= SELECTED TEXT =
>>>

= Kin-Yip Chun =

Canadian geophysicist

Kin-Yip Chun is a Canadian geophysicist at the University of Toronto's Department of Physics. He gained attention when he sued the University of Toronto for alleged racial discrimination.

==Academic career==
Chun received a Bachelor of Applied Science degree in Engineering Science from the University of Toronto, an M.A. in Geophysics at Columbia University and a Ph.D. at Berkeley. From 1983 to 1984, he
was a postdoctoral fellow at the Lawrence Berkeley Laboratory at UC Berkeley. He joined the University of Toronto as a research associate in 1985. His research was in seismology.

As a research associate, he was not on the university's payroll. He depended upon research grants to fund his work and cover his living expenses. Chun remained a research associate for nine years, serving as a `status only' faculty member from 1990 to 1992. His employment was never transformed into a permanent academic appointment. He applied for the four permanent, tenure-stream positions that came open at the University of Toronto in geophysics between 1987 and 1992. He was short-listed for the first three positions, but was not successful in any. He was not short-listed on the fourth.

In 1994, the University appointed a dean from the faculty of medicine to investigate allegations that Chun had that he had been “improperly denied a permanent academic position in the Department of Physics because of his race” and that he had been “the victim of harassment and discrimination by faculty members in the Department of Physics based on his race.”

<<<

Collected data
>>>

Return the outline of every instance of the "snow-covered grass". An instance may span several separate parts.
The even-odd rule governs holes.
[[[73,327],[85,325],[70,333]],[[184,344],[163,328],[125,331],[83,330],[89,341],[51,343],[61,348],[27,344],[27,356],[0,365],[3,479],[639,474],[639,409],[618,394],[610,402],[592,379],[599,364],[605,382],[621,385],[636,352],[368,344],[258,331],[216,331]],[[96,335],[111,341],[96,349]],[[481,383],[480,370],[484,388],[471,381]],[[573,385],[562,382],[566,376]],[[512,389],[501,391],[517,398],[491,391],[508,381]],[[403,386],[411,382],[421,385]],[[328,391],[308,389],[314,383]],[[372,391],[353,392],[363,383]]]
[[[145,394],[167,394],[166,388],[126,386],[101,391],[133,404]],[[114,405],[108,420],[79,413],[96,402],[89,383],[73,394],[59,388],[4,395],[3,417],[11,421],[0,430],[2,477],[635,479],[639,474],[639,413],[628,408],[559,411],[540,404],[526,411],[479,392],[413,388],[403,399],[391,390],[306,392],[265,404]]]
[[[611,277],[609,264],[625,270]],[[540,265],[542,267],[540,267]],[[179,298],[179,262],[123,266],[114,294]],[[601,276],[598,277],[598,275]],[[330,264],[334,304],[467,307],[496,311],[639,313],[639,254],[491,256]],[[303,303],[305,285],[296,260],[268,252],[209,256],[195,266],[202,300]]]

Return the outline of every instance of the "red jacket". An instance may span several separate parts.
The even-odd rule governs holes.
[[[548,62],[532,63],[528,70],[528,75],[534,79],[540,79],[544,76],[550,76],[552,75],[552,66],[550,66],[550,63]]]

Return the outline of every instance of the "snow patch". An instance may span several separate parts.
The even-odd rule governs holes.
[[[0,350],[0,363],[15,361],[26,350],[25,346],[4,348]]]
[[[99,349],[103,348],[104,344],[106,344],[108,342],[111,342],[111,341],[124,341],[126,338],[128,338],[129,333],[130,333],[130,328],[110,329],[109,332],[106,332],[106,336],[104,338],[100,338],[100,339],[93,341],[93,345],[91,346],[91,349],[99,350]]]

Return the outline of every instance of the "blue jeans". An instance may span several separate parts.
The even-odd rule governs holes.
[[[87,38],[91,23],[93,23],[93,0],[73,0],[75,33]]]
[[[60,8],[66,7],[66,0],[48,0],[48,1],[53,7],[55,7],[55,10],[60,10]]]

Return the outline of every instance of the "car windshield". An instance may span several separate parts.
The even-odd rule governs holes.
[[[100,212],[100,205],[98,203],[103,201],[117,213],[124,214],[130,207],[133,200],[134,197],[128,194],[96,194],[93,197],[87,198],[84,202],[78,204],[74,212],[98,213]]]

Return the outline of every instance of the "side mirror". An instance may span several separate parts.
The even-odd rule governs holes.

<<<

= REQUIREMENT =
Can you copy the entire Kin-Yip Chun biography above, word for word?

= ANSWER TO THE PROBLEM =
= Kin-Yip Chun =

Canadian geophysicist

Kin-Yip Chun is a Canadian geophysicist at the University of Toronto's Department of Physics. He gained attention when he sued the University of Toronto for alleged racial discrimination.

==Academic career==
Chun received a Bachelor of Applied Science degree in Engineering Science from the University of Toronto, an M.A. in Geophysics at Columbia University and a Ph.D. at Berkeley. From 1983 to 1984, he
was a postdoctoral fellow at the Lawrence Berkeley Laboratory at UC Berkeley. He joined the University of Toronto as a research associate in 1985. His research was in seismology.

As a research associate, he was not on the university's payroll. He depended upon research grants to fund his work and cover his living expenses. Chun remained a research associate for nine years, serving as a `status only' faculty member from 1990 to 1992. His employment was never transformed into a permanent academic appointment. He applied for the four permanent, tenure-stream positions that came open at the University of Toronto in geophysics between 1987 and 1992. He was short-listed for the first three positions, but was not successful in any. He was not short-listed on the fourth.

In 1994, the University appointed a dean from the faculty of medicine to investigate allegations that Chun had that he had been “improperly denied a permanent academic position in the Department of Physics because of his race” and that he had been “the victim of harassment and discrimination by faculty members in the Department of Physics based on his race.”